#### [READING PASSAGE]
________________________
Tiernan died on July 2, 2011, from cancer.

On September 10, 2011 a memorial service was held for Tiernan at the Old South Church in Downtown Boston. Many attended the service, including homeless women, Rosie's place volunteers, Mayor Menino, and Mel King.

In 2018, a memorial was created in her honor. The memorial is a sculpture engraved with Tiernan's words, "Cui Bono? Who sets the terms of the debate around poverty and homelessness? Who decides who gets the condo and who gets the cardboard box?” The sculpture is the fourth memorial in Boston to honor a woman. It was designed by a committee at Rosie's Place and constructed by Carla Ceruzzi and Ryan Murphy.

In 2020, Tiernan was named by USA Today as a Woman of the Century for her contributions to Massachusetts and the United States. Gail Phaneuf created a film about Tiernan, Kippy, Pray for the Dead and Fight Like Hell for the Living!, which won awards from Doctors Without Borders and LGBTQ Unbordered International Film Festival. In 2022, she debuted the production as a play in her home state of Maine.
________________________
#### [DATA FOR REVIEW]
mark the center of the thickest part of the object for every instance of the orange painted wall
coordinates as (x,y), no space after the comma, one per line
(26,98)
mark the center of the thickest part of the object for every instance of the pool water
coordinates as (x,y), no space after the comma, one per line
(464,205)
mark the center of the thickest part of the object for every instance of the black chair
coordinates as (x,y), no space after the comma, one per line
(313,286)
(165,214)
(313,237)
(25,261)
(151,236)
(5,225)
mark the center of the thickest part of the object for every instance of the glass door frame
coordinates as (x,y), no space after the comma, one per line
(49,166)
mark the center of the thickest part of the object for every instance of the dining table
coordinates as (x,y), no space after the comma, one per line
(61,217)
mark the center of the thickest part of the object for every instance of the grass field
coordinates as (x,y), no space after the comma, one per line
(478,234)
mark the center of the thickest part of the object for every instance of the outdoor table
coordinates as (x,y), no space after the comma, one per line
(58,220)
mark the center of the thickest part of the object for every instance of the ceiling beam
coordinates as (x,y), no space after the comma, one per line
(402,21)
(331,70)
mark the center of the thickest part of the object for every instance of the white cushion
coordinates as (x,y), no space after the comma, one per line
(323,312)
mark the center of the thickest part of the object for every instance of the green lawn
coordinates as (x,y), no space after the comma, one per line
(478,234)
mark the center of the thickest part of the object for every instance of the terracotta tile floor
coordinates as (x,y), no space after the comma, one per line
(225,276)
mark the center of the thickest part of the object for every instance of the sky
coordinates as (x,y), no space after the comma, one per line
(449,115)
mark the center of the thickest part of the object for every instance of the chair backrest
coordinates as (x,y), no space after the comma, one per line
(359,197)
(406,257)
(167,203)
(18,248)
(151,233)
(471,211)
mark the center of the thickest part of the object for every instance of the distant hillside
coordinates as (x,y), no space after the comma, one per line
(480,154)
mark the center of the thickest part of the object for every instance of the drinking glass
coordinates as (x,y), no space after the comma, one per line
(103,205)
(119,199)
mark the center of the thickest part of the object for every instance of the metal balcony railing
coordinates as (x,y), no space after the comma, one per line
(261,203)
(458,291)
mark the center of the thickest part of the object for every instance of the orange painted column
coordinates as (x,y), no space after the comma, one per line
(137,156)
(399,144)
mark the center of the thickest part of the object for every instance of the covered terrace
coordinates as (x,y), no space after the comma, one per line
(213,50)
________________________
#### [REQUIRED ACTION]
Condense the paragraph of the Tiernan passage above that begins "In 2018, a memorial was created" into two sentences, keeping its main facts.

#### [YOUR RESPONSE]
In 2018, a sculpture engraved with Tiernan's words, starting "Cui Bono?", was created as a memorial in her honor. It is the fourth memorial in Boston to honor a woman, designed by a committee at Rosie's Place and constructed by Carla Ceruzzi and Ryan Murphy.